2 1/2 tsp. active dry yeast

1/2 cup sugar

1 cup warm non-dairy milk (I used soy)

1/4 cup melted earth balance, other non-hydrogenated margarine, or canola oil

1 tsp. baking powder

1 tsp.canola oil

3 tbs. water

4 1/2 – 5 C. all-purpose flour

1/4 tsp. salt

1/2 teaspoon ground cinnamon

For the filling:

2 granny smith apples, peeled, cored and chopped into rough 1/2 inch chunks

1/3 cup earth balance, softened

1/3 cup brown sugar

1 tablespoon canola oil

2 tablespoons maple syrup

1 tablespoon ground cinnamon

1 teaspoon ground nutmeg

1/2 teaspoon ground allspice

1/4 teaspoon ground ginger

pinch cloves

To prepare the dough: 

Dissolve the yeast and sugar into the milk. Let stand until foamy. Meanwhile, whisk together the baking powder, water and canola oil. Add the baking powder mixture and melted margarine to the yeast mixture and stir. In a separate bowl, sift together the flour and spices. Gradually add the the wet ingredients until a non-sticky dough forms. Knead dough on a floured surface for about ten minutes until it’s stretchy and smooth. (You can also use a stand mixer fitted with a dough hook.) Form dough into a ball, place in an oiled glass bowl, cover and let rise in a warm place for about an hour, or until doubled in size.

• **GIVEN TASK 1**: Name every ingredient in the recipe's filling list that begins with the word "ground".

[Entries from a point annotation set]
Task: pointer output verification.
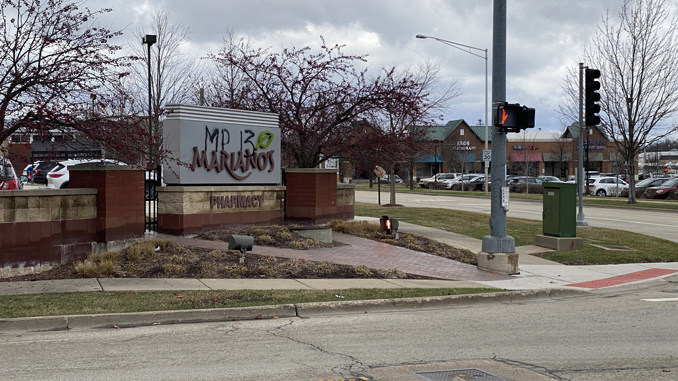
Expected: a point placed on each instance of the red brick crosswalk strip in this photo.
(621, 279)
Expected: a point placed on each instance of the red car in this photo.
(668, 190)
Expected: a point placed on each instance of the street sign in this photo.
(487, 155)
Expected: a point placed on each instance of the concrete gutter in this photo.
(302, 310)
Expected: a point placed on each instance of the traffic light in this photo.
(514, 117)
(592, 97)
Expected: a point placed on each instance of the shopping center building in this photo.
(458, 147)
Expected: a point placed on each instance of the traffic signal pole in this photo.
(498, 249)
(580, 173)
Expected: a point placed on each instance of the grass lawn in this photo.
(645, 248)
(118, 302)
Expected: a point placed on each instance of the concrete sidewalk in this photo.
(538, 279)
(535, 273)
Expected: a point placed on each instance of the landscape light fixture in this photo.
(389, 225)
(243, 243)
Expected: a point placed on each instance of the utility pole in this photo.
(498, 249)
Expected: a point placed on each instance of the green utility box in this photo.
(560, 207)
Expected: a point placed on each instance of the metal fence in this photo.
(151, 183)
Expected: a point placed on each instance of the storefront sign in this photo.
(526, 147)
(464, 146)
(224, 202)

• **GIVEN TASK 2**: In the records, from the line containing "Expected: a point placed on each instance of the green" through the end of the records, inclusive, change "metal fence" to "chain-link fence" and reproduce those lines with nothing else altered.

• **TASK SOLUTION 1**: ground cinnamon, ground nutmeg, ground allspice, ground ginger

• **TASK SOLUTION 2**:
Expected: a point placed on each instance of the green utility box in this photo.
(560, 207)
Expected: a point placed on each instance of the chain-link fence in this photo.
(151, 183)
Expected: a point placed on each instance of the storefront sign in this photo.
(526, 147)
(464, 146)
(224, 202)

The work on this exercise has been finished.